**REQUIREMENT:**
Start to finish, return the listing exactly as written.
[ENTRIES SUPPLIED Boundary: Start]
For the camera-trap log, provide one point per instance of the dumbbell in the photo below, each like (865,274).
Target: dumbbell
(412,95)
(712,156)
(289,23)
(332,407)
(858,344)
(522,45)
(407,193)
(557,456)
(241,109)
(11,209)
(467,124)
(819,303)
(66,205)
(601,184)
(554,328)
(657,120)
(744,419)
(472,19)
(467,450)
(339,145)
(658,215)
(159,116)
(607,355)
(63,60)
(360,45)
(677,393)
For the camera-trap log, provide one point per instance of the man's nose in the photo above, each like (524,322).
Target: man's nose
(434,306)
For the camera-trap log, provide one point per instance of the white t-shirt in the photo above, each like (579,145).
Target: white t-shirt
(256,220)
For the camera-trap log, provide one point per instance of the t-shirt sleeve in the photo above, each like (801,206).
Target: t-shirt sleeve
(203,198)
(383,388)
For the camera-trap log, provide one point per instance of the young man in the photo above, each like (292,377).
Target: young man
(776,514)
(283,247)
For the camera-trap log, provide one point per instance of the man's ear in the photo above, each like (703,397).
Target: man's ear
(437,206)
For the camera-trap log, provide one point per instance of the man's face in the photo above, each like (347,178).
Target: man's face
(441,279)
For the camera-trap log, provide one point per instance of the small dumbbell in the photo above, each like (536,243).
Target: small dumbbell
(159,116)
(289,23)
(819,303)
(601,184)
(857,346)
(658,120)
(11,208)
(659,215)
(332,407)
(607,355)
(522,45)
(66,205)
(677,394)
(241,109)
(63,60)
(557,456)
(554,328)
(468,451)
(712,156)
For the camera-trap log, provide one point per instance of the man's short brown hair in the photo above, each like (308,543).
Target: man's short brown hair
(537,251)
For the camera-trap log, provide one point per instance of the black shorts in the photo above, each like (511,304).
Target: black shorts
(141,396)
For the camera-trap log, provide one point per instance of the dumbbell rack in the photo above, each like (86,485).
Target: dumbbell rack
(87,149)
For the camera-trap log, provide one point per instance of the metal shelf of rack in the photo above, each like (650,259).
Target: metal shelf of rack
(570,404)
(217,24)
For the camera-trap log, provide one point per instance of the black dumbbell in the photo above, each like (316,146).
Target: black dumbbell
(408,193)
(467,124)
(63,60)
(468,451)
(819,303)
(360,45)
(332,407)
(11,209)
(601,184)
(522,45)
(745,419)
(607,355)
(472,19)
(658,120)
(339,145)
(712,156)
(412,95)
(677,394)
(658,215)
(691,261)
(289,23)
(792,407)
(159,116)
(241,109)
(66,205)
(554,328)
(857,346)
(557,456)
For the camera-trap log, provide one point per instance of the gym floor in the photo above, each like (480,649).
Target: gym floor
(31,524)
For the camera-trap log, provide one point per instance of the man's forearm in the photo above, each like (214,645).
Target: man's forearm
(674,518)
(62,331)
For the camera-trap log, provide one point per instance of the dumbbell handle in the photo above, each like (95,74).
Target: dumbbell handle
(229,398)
[ENTRIES SUPPLIED Boundary: End]
**FINAL ANSWER:**
For the camera-trap log, provide one point per instance of the dumbbell in the photo below, each like (865,274).
Target: dumbbell
(412,95)
(712,156)
(289,23)
(332,407)
(858,344)
(522,45)
(407,193)
(557,456)
(241,109)
(11,209)
(467,124)
(819,303)
(66,205)
(601,184)
(554,328)
(657,120)
(744,419)
(472,19)
(467,450)
(339,145)
(658,215)
(159,116)
(607,355)
(63,60)
(360,45)
(677,393)
For the camera-trap log, provide one point per instance of the man's nose in the photo above, each like (524,322).
Target: man's nose
(434,306)
For the camera-trap log, provide one point per instance of the white t-shirt in the photo above, each like (579,145).
Target: white t-shirt
(256,220)
For the camera-trap log, provide one point per instance of the t-shirt sleeve in the photo above, each like (801,206).
Target: t-shirt sleeve
(203,198)
(383,388)
For the camera-trap log, provide one point per instance of the young man in the photo above, each like (292,377).
Target: young man
(776,514)
(283,247)
For the camera-trap log, provide one point per instance of the man's ear in the photo above, each like (703,397).
Target: man's ear
(437,206)
For the camera-trap log, provide one point per instance of the man's face in the photo above, each like (347,178).
Target: man's face
(441,279)
For the camera-trap log, provide one point per instance of the small dumbbell in the photo above, each like (536,243).
Target: small dumbbell
(159,116)
(289,23)
(819,303)
(601,184)
(857,346)
(658,120)
(11,208)
(659,215)
(332,407)
(607,355)
(522,45)
(66,205)
(677,394)
(241,109)
(63,60)
(557,456)
(554,328)
(468,451)
(712,156)
For the camera-trap log, provide one point per instance of the man's short brown hair in the photo above, each like (308,543).
Target: man's short brown hair
(537,251)
For the camera-trap log, provide one point per instance of the black shorts in the photo above, each like (511,304).
Target: black shorts
(141,396)
For the camera-trap log, provide one point per instance of the dumbbell rack in the photo above, each like (86,485).
Target: dumbbell rack
(87,149)
For the camera-trap log, provide one point per instance of the metal shelf of rack in the photo above, each like (650,259).
Target: metal shelf of rack
(570,404)
(217,24)
For the camera-trap log, provide one point per instance of the black dumbbell in the photo above, each like (316,146).
Target: black dumbbell
(408,193)
(467,124)
(63,60)
(468,451)
(819,303)
(360,45)
(332,407)
(11,209)
(601,184)
(522,45)
(745,419)
(607,355)
(472,19)
(658,120)
(339,145)
(712,156)
(412,95)
(677,394)
(658,215)
(691,261)
(289,23)
(792,407)
(159,116)
(241,109)
(66,205)
(554,328)
(857,346)
(557,456)
For the camera-trap log, provide one point per instance of the gym floor in the photo above, each like (480,649).
Target: gym floor
(31,524)
For the camera-trap log, provide one point per instance of the man's forearm in the photo above, each like (214,645).
Target: man's forearm
(674,518)
(62,331)
For the camera-trap log, provide one point per instance of the dumbbell handle in the photo above, each like (95,74).
Target: dumbbell handle
(229,398)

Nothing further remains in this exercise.